- **What to produce**
Filter the records below, copying every line that contains the word "table".

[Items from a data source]
-- Start --

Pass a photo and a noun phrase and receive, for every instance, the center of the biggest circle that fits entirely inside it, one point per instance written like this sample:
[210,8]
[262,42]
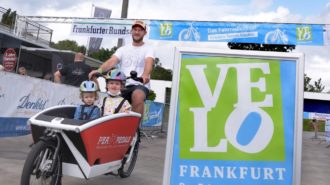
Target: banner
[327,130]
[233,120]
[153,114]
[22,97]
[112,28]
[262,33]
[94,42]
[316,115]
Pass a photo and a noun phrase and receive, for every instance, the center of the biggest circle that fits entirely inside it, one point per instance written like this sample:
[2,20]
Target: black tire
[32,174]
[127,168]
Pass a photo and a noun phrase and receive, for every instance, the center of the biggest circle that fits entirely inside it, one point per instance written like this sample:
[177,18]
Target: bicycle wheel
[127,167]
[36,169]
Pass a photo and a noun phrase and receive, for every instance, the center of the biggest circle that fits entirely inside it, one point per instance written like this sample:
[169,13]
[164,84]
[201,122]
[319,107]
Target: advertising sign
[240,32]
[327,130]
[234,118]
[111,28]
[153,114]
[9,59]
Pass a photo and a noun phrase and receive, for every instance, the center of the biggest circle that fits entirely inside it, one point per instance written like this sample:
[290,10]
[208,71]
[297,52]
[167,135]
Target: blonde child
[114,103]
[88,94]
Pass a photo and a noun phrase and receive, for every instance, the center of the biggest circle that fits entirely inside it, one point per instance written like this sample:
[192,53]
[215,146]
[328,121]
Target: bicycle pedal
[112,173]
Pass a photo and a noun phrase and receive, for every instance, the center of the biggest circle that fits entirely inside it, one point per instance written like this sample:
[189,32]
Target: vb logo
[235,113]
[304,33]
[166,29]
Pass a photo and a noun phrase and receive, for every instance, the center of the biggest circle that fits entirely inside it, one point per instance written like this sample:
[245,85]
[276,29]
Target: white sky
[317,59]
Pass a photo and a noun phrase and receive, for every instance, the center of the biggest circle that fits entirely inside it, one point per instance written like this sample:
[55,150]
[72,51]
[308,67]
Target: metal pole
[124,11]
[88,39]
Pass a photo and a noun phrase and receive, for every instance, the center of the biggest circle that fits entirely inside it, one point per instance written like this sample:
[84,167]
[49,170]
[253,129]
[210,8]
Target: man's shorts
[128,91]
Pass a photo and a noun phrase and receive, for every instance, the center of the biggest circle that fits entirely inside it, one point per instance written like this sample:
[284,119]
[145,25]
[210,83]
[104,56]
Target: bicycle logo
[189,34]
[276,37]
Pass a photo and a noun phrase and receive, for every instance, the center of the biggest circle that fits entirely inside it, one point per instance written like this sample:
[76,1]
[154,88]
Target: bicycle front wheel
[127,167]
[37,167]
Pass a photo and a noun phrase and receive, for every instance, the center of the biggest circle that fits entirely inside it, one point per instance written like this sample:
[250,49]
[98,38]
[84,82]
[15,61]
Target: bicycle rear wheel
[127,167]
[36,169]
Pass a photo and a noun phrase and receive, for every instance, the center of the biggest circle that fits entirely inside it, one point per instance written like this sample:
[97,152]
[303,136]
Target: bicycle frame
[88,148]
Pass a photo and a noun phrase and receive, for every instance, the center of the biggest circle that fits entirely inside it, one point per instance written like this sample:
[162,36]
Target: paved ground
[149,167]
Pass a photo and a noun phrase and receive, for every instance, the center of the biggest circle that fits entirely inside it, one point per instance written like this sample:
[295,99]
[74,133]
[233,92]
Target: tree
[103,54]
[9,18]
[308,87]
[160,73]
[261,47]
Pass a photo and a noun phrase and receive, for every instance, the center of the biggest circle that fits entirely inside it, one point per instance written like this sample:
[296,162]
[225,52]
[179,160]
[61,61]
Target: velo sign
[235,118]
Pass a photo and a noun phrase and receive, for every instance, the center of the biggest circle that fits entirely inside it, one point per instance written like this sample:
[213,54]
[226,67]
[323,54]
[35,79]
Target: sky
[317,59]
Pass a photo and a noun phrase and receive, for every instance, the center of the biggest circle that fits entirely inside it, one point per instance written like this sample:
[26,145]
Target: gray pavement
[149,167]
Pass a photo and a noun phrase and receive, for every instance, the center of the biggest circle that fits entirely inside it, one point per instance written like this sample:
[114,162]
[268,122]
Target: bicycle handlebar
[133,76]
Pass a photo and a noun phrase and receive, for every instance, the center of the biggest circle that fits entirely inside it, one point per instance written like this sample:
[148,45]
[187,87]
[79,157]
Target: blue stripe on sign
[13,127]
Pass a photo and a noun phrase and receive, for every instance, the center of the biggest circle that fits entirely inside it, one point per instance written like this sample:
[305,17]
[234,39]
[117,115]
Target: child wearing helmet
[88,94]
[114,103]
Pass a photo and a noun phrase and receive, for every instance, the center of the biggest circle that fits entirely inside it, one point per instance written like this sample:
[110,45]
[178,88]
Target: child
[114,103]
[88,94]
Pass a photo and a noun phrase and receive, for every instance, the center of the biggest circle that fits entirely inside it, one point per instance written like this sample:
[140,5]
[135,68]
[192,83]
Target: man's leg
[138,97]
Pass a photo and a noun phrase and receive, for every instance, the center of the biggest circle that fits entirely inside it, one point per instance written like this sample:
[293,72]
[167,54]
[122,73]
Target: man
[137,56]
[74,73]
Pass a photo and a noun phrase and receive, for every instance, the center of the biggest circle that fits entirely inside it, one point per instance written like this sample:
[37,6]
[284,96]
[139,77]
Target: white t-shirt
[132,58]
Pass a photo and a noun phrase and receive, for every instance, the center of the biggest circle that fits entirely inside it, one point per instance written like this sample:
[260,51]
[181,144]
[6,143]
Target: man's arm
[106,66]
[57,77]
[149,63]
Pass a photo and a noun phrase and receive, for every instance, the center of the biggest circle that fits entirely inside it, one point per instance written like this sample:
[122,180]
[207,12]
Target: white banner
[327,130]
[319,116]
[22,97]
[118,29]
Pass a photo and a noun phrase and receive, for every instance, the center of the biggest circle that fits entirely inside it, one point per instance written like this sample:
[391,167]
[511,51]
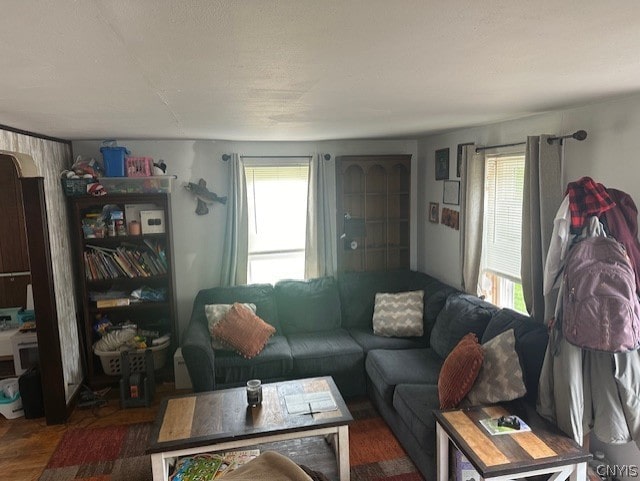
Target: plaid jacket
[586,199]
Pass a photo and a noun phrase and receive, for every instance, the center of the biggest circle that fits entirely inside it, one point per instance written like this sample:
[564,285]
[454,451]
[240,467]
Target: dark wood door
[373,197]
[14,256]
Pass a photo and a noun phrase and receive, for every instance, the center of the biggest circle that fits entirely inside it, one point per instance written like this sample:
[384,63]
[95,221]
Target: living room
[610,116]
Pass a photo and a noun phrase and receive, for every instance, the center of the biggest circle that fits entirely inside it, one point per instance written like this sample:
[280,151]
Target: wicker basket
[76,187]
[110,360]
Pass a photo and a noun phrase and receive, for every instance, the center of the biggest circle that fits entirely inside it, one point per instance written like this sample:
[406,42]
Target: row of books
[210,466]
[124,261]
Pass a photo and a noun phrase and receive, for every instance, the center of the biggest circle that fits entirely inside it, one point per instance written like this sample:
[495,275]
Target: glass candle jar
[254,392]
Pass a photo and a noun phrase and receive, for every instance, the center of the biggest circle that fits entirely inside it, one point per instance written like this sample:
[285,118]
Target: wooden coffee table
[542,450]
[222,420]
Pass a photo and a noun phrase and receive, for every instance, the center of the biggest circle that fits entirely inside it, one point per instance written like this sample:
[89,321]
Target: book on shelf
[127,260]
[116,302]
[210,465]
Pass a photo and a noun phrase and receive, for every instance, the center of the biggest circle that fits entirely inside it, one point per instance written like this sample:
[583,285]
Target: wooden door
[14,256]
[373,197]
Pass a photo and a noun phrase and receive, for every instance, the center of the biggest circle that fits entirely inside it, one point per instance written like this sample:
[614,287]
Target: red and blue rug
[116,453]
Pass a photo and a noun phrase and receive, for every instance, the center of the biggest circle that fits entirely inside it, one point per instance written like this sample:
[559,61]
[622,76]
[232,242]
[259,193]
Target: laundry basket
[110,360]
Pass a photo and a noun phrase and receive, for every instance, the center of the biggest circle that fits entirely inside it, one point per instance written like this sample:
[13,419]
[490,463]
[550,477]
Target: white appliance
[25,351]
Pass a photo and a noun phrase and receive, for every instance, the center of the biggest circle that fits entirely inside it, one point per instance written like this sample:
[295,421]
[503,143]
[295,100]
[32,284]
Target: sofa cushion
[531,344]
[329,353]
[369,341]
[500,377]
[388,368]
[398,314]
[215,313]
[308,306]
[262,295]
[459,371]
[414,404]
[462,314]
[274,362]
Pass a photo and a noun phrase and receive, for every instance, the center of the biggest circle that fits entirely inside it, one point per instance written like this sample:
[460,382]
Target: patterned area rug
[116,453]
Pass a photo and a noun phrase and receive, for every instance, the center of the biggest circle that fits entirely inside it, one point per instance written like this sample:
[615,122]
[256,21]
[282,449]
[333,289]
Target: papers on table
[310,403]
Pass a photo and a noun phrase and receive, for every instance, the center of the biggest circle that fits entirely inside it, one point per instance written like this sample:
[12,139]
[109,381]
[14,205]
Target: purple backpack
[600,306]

-- End --

- **Answer to this exercise**
Target: wooden coffee table
Target: papers on table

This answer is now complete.